**Exercise objective**
Rewrite all of the data below with "Objective" changed to "Goal" everywhere and every other word left as it is. Omit the pictures from your answer.

**Supplied material**
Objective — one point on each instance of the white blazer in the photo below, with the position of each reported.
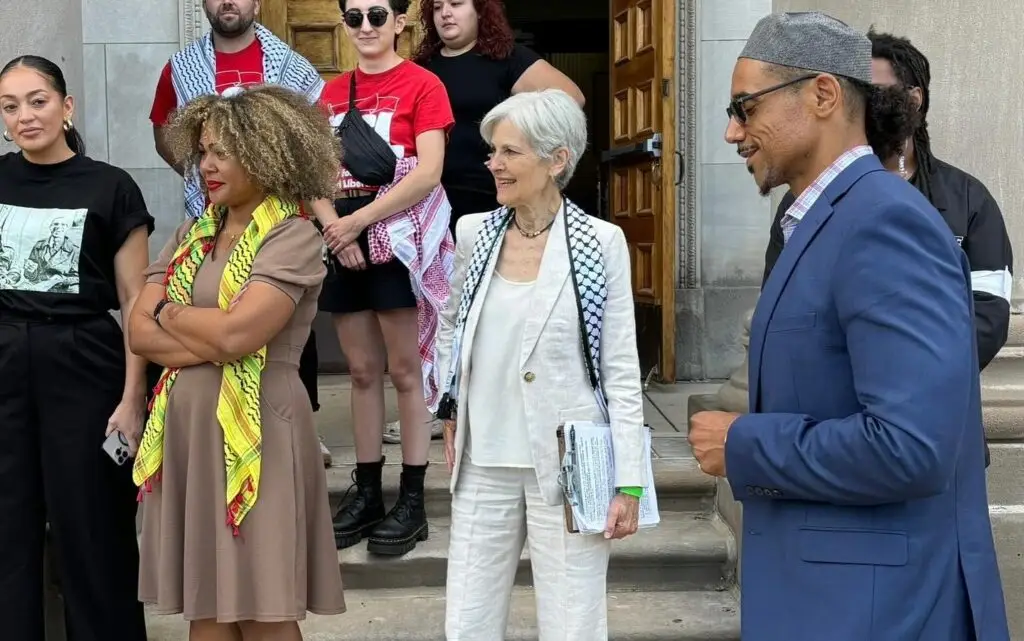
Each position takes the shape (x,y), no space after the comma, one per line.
(553,375)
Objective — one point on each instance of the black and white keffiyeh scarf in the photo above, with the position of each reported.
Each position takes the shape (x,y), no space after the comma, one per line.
(587,270)
(194,74)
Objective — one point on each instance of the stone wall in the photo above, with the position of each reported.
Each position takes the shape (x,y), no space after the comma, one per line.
(125,46)
(723,282)
(976,62)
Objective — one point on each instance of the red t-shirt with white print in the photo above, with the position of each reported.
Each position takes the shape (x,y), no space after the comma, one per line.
(242,69)
(399,103)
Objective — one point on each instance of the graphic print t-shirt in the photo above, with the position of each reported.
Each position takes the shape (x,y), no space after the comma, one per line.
(242,69)
(60,226)
(399,103)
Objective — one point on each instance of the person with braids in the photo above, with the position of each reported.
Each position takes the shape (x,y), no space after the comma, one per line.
(860,462)
(237,525)
(75,244)
(967,206)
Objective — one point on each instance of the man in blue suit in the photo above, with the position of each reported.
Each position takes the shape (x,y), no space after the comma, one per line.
(860,466)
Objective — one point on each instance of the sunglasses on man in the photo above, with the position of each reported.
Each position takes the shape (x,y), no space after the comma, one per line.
(736,109)
(376,15)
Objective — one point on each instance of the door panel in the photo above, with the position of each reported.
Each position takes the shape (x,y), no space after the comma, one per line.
(313,28)
(641,167)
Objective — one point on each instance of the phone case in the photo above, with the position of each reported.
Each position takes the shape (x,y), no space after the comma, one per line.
(116,446)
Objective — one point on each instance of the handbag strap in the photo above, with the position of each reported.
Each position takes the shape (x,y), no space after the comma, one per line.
(351,91)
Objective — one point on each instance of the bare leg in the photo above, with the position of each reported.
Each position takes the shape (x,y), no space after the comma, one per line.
(285,631)
(399,330)
(210,630)
(363,344)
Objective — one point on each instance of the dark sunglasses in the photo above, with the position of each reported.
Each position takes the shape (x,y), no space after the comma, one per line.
(736,109)
(376,15)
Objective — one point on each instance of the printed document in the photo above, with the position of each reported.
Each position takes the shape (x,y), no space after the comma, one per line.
(589,450)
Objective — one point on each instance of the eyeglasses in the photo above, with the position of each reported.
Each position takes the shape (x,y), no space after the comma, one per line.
(376,15)
(736,109)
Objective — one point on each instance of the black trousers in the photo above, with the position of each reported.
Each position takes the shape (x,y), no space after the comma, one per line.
(59,382)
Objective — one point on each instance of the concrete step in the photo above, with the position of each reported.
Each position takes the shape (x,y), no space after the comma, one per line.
(419,615)
(687,551)
(681,486)
(1003,397)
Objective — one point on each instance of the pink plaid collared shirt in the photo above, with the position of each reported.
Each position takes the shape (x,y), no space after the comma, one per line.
(810,196)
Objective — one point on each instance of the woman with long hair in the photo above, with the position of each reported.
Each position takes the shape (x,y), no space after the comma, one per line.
(390,265)
(75,245)
(237,524)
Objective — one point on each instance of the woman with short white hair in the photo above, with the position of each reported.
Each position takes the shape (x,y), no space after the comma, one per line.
(511,344)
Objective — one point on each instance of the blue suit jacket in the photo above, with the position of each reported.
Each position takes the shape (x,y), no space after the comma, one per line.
(861,467)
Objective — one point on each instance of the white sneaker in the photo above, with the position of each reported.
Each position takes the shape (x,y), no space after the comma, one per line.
(392,431)
(328,459)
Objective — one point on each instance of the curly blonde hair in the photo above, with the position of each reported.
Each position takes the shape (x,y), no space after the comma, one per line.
(283,142)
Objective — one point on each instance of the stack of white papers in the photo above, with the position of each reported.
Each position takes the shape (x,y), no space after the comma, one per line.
(589,451)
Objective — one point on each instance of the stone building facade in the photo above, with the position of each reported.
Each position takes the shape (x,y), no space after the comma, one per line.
(113,50)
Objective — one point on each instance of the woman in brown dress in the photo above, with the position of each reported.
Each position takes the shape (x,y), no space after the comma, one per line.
(237,527)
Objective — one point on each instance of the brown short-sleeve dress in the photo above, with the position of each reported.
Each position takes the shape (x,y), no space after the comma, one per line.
(284,562)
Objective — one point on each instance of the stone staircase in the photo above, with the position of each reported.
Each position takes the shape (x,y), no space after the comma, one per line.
(1003,407)
(1003,410)
(674,583)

**Solution to the problem**
Goal — one point on each instance of the white blazer in the photo below, with the position of each reported.
Each position takes the shape (x,y), no space after the comma, one per line.
(553,375)
Goal — one point on each instance of the black and white keffiyeh scarf in the photo above, with the position of each reported.
Each position takes the shape (x,y), no space after the comma, one per line.
(587,270)
(194,74)
Goal — one point on each instance of the stone wall in the photo above, with the position of each reported.
Each position takes the shape (x,y), no space after the comma, one per line.
(125,46)
(723,282)
(976,62)
Goal — one point on each instance of the red t-shirt with white print in the photo above, with the position of each reported.
Each position takes the shape (x,y), no space after the comma, one per line.
(242,69)
(399,103)
Goal — one point on each instance of the graphic print t-shirt in the photo above, with the position of each reported.
Each position takes the shape (x,y), no space after the comma, one per line.
(242,69)
(60,226)
(399,103)
Goal — one point on each instance of the person with braids in the photo above, with the position of each reported.
Each position takes the shape (x,y), no space after the comma, one per line.
(860,462)
(237,525)
(75,244)
(967,206)
Goal — one point on each instance of the man in blue suit in the photo above, with the position of each reported.
Each position takes the shape (x,y), no space after the comma, one per line.
(860,466)
Goal — one point on each instance of the sunglasses on man in the photo above, with the position of each reported.
Each position takes the shape (x,y), no space after the comma, one per line.
(736,109)
(376,15)
Goal — one point on each instance of the door panel in the photo above, with the position of each reported.
Each position takes the shape (x,y), no space after the comma, one per line.
(313,28)
(641,167)
Goal — one point on each instance of the phone case in the photo above, with the position of each reported.
Each position takes the shape (x,y), no space after the comma, one per line.
(116,446)
Goal — one point on each instance of the handbag strap in the photo above, with the position of each reported.
Each position takes the shape (x,y), no space after the comma, one per line.
(351,91)
Goal — one point on each instance of the bare leg in the photo above, with the position of each reported.
Each position takes the shape (x,y), no space after the comma, one per line.
(285,631)
(399,330)
(210,630)
(363,344)
Goal — one point on each instance of the dark sunglasses in the photo above, with the position of each reported.
Each position takes the shape (x,y), no space after the comma, one per line.
(736,109)
(376,15)
Goal — one point on each instance of the printed document in the photo above, with the position of each reported.
Each position takes the shape (x,y), no space after the comma, one per line.
(589,450)
Goal — one point on each instance of the eyeglasses in the photo above, with the position of each reported.
Each position takes the shape (x,y), no space after the comma, one per line.
(376,15)
(736,109)
Goal — one point on each instance of the black trousers in the photo above, with the position of each reported.
Each position takes the shape (x,y), no space after the comma, one per line.
(59,382)
Goal — one point on each instance of the concrete step in the photo above, with the position of each reported.
Each position takes the shape (x,y), no space after the comma, one per line.
(419,615)
(687,551)
(681,486)
(1003,397)
Goal — one point on each instance of the pink plaid collared shirt in the photo above, with the position of each reported.
Each position takes the shape (x,y), no space after the comma, one per line.
(810,196)
Goal — one point on each instance of the woman with long hair in the photo above, with the position of each reported.
Each position takes the shape (x,y), no space after the comma, one per line.
(390,265)
(75,245)
(237,524)
Goal — one point on each instance of the woman with short white hair in the photo above, with the position of each reported.
Each position takes the shape (x,y), no space after the comma, one per line.
(511,344)
Goal — one point on each instance of the blue suit jacket in the photo above, with the position of each reported.
Each position takes the shape (x,y), no space after the comma, one per line.
(861,467)
Goal — one point on each instance of the white sneaker in the photo above, with the position of each reported.
Each position takes the shape (x,y), no space after the comma, one per line.
(392,431)
(328,459)
Goal — one point on each instance of the curly blonde hair in the photo above, with the position of each reported.
Each position takes the shape (x,y), no space after the comma, one per line.
(283,142)
Goal — one point on each instance of the stack of white papers in the photo above, with the position of each reported.
Each position takes the shape (x,y), no space after the comma, one per line.
(589,451)
Goal — one point on each instance of the stone building facade in the photo above, with the position of each reported.
Each position takes the shape (x,y), no space after the comma, one per line.
(113,50)
Goal — one point on each instance of the woman in brown dress in the photo above, with the position of each reported.
Each position takes the shape (x,y), no space after the comma, one per line.
(237,527)
Goal — one point on each instance of the brown short-sleeve dress in the photo above, with the position of each reported.
Each position takes the shape (x,y), no space after the comma, one per line.
(284,562)
Goal — one point on each instance of the stone staircase in the photo above, with the position of each reported.
Each position takes the shape (x,y), no space after the comma, one per line.
(1003,407)
(1003,410)
(674,583)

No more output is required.